● **Written problem A**:
In the friendship excerpt below, which friends does the reciprocal exchange hypothesis predict should be ranked highest?

● **Extracted text**:
The central premise of the alliance model is that humans habitually get into conflicts with one another. Having a supportive network of alliances is crucial to successfully navigating these problems and emerging on the “winning” side of direct interpersonal conflicts. Crucially, the likelihood of winning such conflicts depends not only on one’s own wit, agility, and physical formidability, but also on one’s ability to mobilize other individuals—friends—to support one in such conflicts.
The alliance-building model of friendship proposes that humans have evolved computational systems dedicated to cognitively representing different friends’ degree of loyalty to oneself, because those who are most loyal are most likely to provide support in future disputes. DeScioli and Kurzban (2012) insightfully note that “individuals frequently have relationships with both sides in a conflict, particu-
larly because human social networks are locally dense” (p. 216). This suggests that ancestral humans needed to be able to determine whom they would support in any possible pairwise within-group conflict—including one between two close friends.
As the authors suggest, one way to do this is to rank one’s allies, prioritizing certain friendships over others.
The most important aspect of this hypothesis is that an individual (let’s call him Tom) should count among his closest friends those who rank him as one of their closest friends. The logic is that those who consider Tom a very close friend are those who are most likely to be fiercely loyal to him and support him in future
disputes. This leads to the central prediction derived from the alliance-building hypothesis: other individuals’ ranking of Tom should be the strongest predictor of Tom’s ranking of these same individuals. By contrast, the reciprocal exchange hypothesis predicts that the friends who provide the largest benefits should be ranked highest.

● **Written problem B**:
Pick out every line in the rows below that contains the string "wheel".

● **Supplied material**:
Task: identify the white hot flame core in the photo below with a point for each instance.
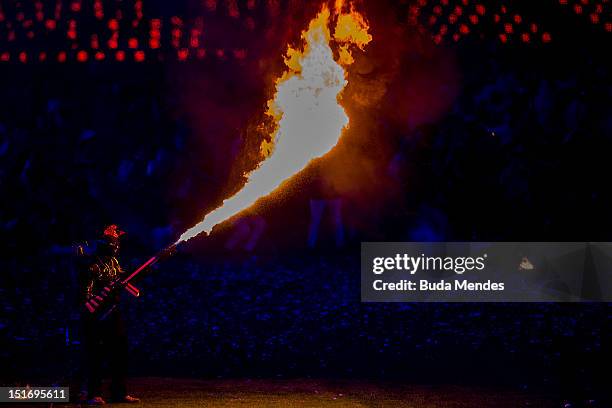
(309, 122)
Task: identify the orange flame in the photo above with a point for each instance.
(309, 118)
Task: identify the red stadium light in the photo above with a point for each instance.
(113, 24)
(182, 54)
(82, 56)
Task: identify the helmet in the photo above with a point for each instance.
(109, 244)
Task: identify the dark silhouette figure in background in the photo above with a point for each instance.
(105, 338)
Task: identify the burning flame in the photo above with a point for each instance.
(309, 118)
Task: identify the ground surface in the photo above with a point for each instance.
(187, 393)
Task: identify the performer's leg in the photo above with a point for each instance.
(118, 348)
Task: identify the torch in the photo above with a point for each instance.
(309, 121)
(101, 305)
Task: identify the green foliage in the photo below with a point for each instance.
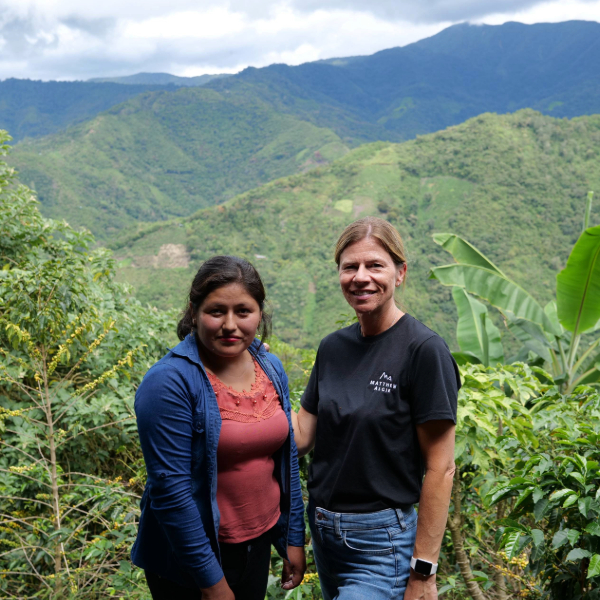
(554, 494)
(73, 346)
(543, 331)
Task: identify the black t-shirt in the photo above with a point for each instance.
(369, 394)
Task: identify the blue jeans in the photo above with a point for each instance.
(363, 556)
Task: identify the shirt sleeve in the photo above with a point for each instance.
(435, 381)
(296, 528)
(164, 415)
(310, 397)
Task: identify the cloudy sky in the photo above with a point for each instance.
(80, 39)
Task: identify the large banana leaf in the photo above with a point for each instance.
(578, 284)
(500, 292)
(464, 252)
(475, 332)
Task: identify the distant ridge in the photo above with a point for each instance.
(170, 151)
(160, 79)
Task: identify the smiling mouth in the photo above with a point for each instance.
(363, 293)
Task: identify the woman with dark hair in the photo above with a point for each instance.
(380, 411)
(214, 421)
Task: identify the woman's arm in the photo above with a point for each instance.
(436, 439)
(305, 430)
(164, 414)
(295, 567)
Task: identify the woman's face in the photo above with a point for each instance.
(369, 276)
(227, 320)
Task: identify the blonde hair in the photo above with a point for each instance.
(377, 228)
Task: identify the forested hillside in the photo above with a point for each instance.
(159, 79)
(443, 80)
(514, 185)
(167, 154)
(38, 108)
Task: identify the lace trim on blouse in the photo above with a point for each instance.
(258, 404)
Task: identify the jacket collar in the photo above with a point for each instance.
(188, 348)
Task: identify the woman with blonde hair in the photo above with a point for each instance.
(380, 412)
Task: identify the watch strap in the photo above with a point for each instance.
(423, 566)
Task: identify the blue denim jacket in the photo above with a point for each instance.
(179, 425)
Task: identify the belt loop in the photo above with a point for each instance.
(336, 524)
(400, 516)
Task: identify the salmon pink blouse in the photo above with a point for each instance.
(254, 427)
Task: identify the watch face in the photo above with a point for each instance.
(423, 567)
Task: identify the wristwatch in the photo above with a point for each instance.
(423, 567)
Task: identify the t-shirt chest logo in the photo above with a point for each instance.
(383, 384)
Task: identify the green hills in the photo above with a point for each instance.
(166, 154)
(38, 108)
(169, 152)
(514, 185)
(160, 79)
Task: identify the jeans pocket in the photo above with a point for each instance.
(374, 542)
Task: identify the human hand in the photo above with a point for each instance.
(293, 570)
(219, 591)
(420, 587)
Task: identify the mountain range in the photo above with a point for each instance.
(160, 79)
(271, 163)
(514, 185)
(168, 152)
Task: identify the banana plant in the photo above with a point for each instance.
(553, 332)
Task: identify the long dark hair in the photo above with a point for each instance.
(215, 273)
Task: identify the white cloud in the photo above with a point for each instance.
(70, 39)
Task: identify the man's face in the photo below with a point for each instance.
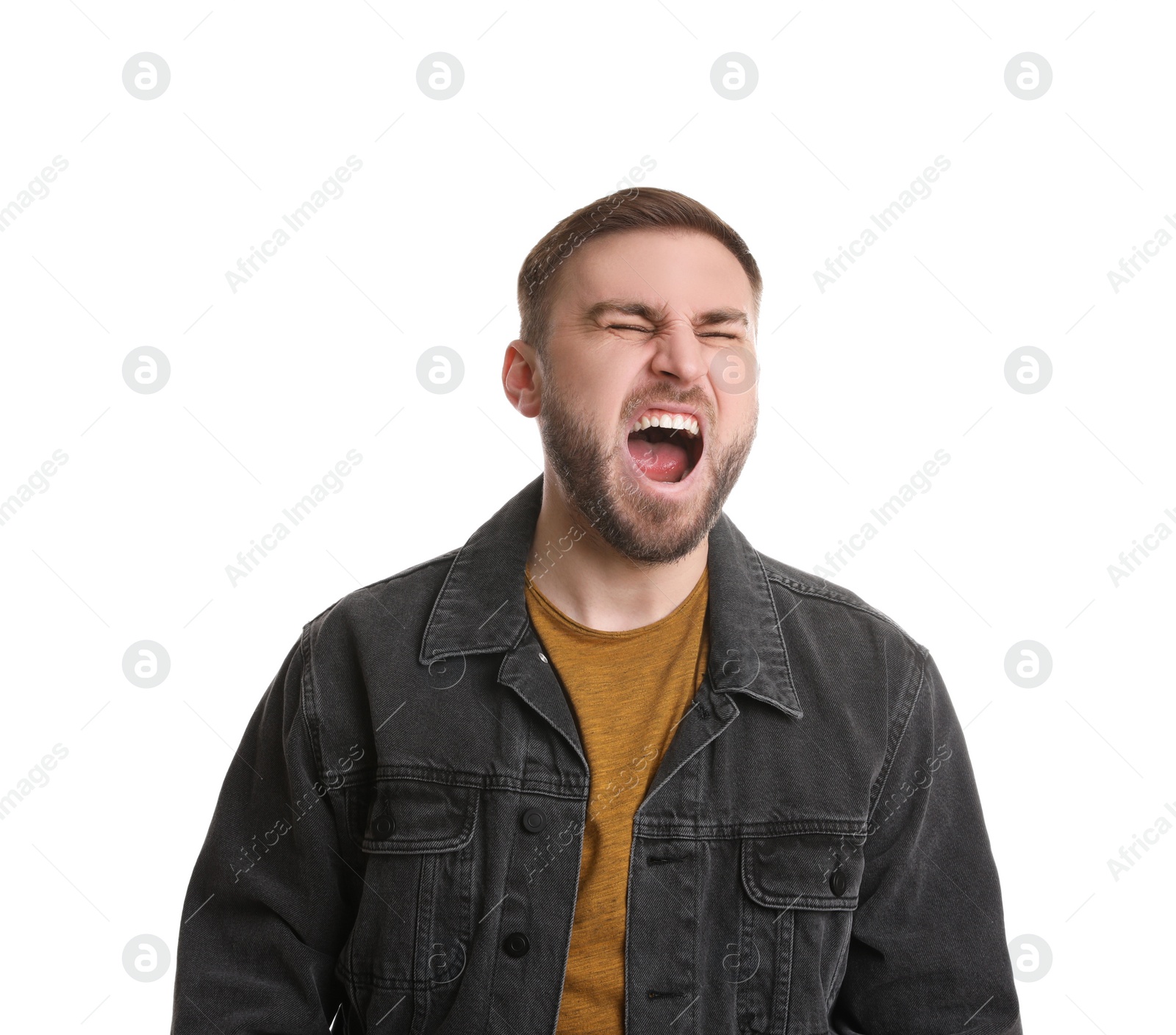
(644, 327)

---

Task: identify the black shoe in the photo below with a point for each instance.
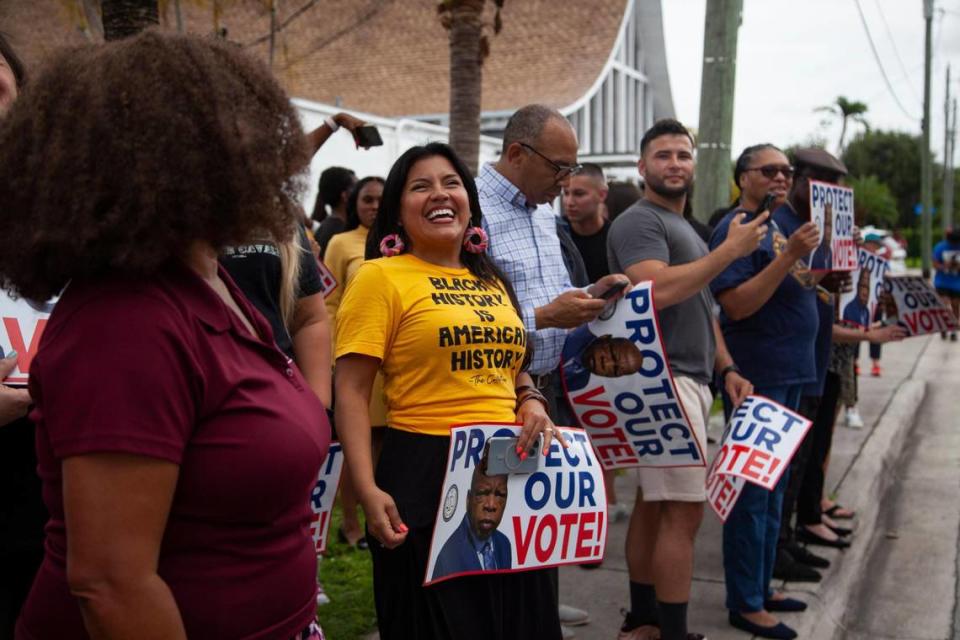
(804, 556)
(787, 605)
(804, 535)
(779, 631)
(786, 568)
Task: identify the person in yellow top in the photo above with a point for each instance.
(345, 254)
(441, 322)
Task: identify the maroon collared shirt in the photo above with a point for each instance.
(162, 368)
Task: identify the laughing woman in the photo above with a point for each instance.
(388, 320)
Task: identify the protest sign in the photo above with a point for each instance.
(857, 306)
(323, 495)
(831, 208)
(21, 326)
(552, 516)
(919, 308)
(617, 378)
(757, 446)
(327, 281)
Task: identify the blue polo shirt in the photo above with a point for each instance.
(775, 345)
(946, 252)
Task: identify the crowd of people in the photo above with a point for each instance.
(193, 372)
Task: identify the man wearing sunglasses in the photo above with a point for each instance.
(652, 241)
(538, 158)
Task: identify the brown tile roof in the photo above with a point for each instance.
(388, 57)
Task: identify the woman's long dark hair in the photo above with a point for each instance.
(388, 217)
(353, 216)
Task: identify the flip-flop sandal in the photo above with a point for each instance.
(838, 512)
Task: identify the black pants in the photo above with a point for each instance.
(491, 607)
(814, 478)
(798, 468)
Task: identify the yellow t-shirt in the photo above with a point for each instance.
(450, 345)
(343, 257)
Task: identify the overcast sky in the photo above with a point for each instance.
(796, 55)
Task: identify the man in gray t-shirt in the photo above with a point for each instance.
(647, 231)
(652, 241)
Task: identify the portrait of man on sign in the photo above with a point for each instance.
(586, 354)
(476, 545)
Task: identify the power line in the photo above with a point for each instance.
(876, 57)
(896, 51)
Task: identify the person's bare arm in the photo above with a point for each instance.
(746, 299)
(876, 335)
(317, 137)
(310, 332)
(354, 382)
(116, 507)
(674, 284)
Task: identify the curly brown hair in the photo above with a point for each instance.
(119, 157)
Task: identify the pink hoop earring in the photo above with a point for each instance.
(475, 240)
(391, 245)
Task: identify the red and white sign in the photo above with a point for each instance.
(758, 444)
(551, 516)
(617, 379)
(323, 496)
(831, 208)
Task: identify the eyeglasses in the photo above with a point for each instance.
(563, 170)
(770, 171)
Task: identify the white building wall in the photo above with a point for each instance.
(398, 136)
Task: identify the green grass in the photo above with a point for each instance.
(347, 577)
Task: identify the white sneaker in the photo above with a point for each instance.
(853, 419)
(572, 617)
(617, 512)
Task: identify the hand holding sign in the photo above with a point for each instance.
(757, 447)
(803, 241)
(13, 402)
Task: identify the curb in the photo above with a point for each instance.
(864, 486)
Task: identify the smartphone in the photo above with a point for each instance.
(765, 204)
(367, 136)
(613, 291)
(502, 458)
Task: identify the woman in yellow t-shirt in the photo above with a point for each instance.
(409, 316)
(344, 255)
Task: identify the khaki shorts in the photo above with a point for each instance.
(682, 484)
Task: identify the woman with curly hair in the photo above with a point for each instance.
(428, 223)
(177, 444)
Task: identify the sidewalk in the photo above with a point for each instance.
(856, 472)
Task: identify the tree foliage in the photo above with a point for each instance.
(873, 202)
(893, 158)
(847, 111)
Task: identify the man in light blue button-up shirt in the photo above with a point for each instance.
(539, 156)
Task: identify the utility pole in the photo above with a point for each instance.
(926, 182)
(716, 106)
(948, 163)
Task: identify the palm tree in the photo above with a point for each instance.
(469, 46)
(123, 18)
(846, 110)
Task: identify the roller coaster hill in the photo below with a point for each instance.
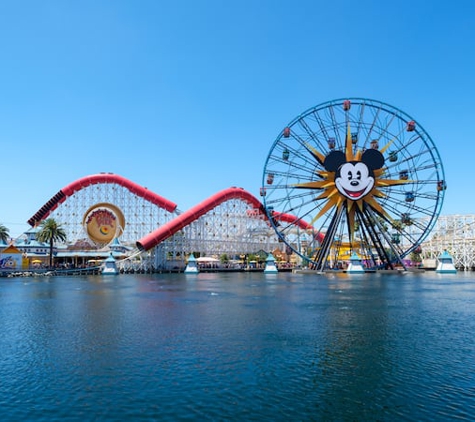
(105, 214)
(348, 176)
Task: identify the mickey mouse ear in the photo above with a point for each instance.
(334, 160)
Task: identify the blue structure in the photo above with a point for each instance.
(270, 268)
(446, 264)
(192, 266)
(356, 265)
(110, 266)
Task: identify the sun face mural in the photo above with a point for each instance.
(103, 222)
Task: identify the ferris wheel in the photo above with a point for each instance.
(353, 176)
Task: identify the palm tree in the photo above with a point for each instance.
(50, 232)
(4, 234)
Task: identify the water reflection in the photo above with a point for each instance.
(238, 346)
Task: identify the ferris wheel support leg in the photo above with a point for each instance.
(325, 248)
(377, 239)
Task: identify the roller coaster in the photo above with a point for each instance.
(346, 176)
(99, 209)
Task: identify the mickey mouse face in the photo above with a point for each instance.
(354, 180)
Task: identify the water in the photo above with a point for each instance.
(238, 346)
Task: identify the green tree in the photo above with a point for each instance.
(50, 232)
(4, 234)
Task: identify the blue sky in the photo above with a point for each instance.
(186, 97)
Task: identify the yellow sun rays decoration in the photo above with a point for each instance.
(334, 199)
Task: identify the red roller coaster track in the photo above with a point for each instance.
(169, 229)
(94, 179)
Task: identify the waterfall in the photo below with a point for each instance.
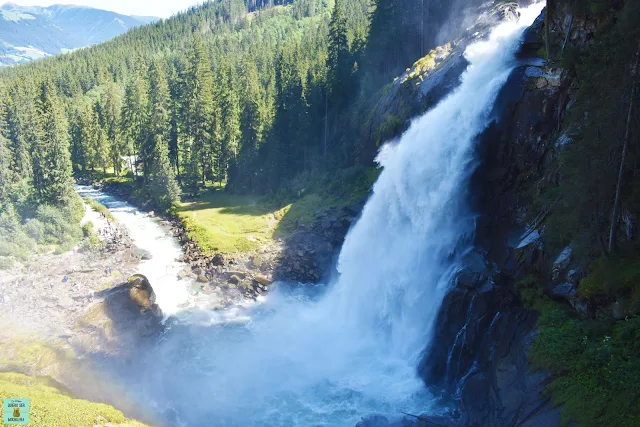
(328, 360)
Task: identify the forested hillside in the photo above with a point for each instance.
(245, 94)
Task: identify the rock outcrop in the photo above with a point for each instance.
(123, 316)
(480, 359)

● **Task solution A**:
The friends who provide the largest benefits.

● **Task solution B**:
Task: identify the ferris wheel in the photo above with a point for each instance.
Task: identify the ferris wheel support leg in the photo above with a point for each instance.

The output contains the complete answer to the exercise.